--- Start of Excerpt to read ---

Up-cycled Art Cards~
This past weekend I attended one of my favorite festivals, the Cooper Young Festival. I am always interested in seeing what local artists are creating. Each year, in addition to whatever purchases I make, I manage to take home a handful of business cards. Although I may not leave with an artist's piece, having their information allows me to visit their sites so I can get a full picture of their work as well as learn about future venues that they are planning.
Typically, after going to an artist's page and thoroughly enjoying my "at home" art viewing, I put the business cards in my recycling bin. It always makes me feel a little strange. After all, these folks spent good money on these portable advertising units.
Since the graphics are typically pretty nice,
I decided to try something different this year. I asked an art buddy of mine if she had ever heard of anyone altering business cards. She told me to "Google" it. Well, there just was not much out there. So I decided to "do my own thing". I would loved to have shown you the before shots of each business card, but I felt that might not be appropriate. Although most artists might enjoy the free advertising, many might not enjoy seeing their "original" graphics manipulated.

--- End of Excerpt to read ---
--- Start of Supplied information ---

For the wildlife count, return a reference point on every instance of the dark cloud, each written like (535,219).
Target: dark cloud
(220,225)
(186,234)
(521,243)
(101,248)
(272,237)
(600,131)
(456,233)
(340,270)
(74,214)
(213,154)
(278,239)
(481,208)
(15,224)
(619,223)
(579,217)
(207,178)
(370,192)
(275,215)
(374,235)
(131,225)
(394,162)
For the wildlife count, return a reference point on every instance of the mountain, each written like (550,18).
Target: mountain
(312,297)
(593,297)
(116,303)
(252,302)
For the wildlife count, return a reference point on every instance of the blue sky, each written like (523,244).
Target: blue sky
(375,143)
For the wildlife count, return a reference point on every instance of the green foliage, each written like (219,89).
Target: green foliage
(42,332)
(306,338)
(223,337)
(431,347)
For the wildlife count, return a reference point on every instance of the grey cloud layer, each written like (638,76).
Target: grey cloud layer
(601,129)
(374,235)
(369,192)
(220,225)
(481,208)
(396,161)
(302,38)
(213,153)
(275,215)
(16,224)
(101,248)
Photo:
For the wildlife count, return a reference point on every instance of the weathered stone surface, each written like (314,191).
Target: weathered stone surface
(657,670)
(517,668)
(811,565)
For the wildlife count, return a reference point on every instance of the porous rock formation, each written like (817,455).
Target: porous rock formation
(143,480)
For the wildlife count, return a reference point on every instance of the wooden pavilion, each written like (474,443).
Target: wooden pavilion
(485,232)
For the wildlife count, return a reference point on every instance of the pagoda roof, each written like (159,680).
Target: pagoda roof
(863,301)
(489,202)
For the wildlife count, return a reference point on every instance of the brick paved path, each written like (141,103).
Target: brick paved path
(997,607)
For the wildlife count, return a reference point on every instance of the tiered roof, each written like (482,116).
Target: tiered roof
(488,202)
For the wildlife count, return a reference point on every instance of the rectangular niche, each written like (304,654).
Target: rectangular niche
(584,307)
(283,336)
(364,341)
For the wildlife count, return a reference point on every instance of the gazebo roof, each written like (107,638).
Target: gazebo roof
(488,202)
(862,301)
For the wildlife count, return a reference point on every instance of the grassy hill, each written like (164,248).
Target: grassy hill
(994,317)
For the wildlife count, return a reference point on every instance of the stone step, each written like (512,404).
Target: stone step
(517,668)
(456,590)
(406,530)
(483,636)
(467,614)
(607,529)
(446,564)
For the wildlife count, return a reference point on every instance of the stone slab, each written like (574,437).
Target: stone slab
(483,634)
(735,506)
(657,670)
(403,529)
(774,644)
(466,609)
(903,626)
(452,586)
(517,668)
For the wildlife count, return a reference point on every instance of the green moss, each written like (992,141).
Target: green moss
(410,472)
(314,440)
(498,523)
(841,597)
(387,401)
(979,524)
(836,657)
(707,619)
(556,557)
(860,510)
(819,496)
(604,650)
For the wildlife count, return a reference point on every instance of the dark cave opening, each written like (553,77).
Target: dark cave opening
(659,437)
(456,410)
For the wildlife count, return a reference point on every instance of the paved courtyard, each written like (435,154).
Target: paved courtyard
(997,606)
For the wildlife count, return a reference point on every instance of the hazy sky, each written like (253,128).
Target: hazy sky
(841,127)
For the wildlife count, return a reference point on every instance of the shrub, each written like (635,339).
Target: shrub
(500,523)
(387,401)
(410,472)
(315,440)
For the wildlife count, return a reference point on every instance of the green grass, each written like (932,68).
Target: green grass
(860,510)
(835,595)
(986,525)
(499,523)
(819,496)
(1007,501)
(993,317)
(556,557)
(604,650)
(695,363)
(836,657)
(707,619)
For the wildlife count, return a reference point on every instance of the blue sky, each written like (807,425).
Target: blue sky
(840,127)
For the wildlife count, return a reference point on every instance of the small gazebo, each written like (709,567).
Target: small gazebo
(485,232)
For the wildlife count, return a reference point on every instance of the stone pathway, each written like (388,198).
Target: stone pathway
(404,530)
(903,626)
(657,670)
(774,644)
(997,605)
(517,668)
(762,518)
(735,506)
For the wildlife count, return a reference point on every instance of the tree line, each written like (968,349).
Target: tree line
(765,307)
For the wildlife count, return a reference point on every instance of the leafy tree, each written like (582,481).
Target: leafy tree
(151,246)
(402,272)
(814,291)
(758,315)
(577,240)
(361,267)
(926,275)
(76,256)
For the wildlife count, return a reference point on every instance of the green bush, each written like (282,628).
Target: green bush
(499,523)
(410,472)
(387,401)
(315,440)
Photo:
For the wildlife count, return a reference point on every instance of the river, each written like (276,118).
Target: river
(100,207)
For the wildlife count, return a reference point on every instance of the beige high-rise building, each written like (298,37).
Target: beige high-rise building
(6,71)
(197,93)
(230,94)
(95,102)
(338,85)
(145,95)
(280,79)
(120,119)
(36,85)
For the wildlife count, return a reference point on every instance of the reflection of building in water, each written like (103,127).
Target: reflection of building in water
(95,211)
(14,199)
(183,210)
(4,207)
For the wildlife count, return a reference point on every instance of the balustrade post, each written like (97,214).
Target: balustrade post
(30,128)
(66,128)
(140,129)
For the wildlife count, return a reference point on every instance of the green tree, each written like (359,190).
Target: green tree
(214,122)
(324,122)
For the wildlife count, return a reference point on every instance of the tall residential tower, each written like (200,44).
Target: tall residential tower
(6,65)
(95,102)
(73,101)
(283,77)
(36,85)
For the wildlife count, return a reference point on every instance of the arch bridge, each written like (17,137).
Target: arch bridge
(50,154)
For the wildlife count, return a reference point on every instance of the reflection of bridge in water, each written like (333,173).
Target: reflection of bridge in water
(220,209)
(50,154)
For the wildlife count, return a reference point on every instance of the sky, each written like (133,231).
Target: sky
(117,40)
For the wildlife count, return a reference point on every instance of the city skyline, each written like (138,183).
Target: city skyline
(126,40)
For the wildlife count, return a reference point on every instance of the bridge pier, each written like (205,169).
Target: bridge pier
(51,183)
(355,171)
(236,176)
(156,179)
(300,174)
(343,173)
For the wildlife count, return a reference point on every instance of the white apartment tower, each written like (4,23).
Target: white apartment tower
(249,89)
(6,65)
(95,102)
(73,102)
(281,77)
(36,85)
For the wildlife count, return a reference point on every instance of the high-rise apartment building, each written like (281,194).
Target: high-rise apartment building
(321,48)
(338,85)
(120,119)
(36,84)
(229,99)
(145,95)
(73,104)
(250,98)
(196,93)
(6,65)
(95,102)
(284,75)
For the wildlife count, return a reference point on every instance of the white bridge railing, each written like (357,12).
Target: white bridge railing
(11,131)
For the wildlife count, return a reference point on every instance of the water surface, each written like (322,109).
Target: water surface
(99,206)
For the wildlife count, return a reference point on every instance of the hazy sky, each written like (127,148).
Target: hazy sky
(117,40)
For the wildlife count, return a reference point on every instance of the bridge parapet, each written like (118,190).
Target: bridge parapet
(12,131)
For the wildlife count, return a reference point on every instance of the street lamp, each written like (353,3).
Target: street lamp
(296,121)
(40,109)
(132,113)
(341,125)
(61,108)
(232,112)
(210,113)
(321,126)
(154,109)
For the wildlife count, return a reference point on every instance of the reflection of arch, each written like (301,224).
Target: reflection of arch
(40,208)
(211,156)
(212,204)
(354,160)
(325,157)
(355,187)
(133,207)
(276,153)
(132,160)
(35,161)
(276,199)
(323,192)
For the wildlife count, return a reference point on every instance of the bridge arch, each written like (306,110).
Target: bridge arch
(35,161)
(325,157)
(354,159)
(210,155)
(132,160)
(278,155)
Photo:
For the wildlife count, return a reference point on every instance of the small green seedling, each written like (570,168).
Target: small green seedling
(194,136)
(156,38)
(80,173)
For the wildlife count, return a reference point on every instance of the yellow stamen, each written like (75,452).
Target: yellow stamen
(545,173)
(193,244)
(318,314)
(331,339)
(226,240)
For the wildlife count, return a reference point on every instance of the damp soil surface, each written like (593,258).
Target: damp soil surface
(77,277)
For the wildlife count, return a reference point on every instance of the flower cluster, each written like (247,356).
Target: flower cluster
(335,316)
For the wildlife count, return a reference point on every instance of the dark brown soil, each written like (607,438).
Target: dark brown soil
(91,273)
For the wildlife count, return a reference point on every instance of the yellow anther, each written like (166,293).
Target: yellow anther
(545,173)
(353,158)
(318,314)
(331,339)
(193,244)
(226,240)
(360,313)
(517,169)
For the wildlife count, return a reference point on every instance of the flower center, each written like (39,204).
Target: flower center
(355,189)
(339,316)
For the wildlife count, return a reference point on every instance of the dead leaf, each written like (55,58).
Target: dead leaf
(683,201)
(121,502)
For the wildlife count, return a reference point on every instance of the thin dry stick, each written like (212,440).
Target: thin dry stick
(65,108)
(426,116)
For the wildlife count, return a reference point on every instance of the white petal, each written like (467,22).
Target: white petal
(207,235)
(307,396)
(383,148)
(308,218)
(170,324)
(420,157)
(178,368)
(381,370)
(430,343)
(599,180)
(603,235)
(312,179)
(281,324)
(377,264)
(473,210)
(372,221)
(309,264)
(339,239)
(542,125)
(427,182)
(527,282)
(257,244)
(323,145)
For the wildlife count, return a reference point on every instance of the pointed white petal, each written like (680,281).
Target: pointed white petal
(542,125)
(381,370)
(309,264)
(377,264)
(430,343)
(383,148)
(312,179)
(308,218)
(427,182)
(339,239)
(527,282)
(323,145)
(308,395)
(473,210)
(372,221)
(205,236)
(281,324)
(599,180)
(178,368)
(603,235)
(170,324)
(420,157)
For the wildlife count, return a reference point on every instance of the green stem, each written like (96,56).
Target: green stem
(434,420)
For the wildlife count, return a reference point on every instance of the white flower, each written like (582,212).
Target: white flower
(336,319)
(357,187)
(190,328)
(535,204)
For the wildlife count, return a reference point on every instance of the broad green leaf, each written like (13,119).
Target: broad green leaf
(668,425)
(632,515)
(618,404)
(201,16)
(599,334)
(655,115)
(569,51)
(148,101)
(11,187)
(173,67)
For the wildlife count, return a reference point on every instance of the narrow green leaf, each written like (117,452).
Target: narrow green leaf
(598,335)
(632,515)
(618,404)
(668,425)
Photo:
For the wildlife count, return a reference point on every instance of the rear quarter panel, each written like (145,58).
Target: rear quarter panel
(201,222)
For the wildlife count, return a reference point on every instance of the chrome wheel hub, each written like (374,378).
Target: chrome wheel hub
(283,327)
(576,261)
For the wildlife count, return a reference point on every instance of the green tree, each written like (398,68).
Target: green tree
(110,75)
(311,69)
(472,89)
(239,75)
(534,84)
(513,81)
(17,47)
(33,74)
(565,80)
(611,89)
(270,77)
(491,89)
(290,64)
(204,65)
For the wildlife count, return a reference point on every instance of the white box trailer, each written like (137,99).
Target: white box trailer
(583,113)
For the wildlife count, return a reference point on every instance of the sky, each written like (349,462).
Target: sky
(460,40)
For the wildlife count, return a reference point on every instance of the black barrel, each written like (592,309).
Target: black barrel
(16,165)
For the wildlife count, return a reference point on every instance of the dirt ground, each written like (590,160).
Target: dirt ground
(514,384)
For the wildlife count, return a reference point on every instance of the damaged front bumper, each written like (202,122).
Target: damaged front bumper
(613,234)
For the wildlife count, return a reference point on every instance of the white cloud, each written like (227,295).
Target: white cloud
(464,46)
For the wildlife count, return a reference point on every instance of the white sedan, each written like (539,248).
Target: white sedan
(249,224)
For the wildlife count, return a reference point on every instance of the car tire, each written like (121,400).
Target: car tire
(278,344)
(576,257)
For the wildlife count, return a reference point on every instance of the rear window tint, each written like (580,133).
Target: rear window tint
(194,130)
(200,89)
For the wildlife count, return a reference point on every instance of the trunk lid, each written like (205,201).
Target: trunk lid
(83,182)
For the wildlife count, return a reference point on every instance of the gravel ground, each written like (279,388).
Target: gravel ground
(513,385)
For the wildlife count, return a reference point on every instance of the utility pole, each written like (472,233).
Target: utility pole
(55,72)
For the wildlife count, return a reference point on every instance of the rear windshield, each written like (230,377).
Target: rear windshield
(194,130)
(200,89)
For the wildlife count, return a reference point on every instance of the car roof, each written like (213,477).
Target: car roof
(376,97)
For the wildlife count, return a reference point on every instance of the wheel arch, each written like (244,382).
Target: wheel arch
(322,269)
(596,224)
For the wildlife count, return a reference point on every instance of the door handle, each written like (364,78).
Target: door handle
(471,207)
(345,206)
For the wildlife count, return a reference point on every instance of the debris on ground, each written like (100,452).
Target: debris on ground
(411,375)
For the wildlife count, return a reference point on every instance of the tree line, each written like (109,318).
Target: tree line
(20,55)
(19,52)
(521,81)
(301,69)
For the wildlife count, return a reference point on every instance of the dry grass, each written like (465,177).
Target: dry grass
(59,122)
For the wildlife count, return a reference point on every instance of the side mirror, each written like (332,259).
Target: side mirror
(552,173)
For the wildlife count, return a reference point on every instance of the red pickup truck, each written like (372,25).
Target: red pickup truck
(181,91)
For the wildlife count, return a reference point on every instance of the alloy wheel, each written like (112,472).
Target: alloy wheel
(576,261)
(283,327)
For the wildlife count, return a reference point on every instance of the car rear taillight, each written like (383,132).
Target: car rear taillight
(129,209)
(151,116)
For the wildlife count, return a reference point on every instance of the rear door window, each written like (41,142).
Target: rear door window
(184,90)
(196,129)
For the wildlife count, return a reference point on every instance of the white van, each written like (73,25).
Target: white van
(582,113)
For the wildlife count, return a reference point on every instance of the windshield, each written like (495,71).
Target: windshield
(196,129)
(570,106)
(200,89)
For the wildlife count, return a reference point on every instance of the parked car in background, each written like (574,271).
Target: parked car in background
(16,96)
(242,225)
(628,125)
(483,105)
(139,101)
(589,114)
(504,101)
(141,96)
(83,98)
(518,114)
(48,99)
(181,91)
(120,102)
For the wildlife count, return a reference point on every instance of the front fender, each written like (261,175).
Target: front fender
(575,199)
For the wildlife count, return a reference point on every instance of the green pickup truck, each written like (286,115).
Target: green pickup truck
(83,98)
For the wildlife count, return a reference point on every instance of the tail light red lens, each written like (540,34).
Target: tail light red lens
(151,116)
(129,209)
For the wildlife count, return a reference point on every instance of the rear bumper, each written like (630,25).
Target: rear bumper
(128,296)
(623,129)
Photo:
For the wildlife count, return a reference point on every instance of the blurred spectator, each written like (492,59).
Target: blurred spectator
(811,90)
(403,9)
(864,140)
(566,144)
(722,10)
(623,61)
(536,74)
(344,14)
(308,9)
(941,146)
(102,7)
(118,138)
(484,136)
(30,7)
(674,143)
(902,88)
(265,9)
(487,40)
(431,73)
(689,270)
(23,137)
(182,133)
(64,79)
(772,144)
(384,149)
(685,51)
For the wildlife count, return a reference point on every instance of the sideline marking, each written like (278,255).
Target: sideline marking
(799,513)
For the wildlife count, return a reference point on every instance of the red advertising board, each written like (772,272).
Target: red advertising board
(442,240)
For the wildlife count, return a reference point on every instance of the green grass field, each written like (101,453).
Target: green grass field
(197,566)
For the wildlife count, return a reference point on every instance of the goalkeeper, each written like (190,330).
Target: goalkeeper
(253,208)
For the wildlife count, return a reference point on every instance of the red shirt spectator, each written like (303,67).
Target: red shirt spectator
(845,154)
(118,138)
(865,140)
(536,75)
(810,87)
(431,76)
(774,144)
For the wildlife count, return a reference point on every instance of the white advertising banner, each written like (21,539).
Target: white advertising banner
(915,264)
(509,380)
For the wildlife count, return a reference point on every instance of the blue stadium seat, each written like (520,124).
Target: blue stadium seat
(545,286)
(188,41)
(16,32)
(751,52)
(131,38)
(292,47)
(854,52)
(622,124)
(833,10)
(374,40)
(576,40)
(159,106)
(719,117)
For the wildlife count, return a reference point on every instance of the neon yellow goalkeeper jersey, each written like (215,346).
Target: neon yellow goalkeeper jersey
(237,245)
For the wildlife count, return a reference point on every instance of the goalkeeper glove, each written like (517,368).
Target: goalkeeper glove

--- End of Supplied information ---

Problem: Copy the passage of the up-cycled art cards post that begins at "Up-cycled Art Cards~" and stops after "they are planning.", swapping "local artists" for "regional artists".

Exercise solution:
Up-cycled Art Cards~
This past weekend I attended one of my favorite festivals, the Cooper Young Festival. I am always interested in seeing what regional artists are creating. Each year, in addition to whatever purchases I make, I manage to take home a handful of business cards. Although I may not leave with an artist's piece, having their information allows me to visit their sites so I can get a full picture of their work as well as learn about future venues that they are planning.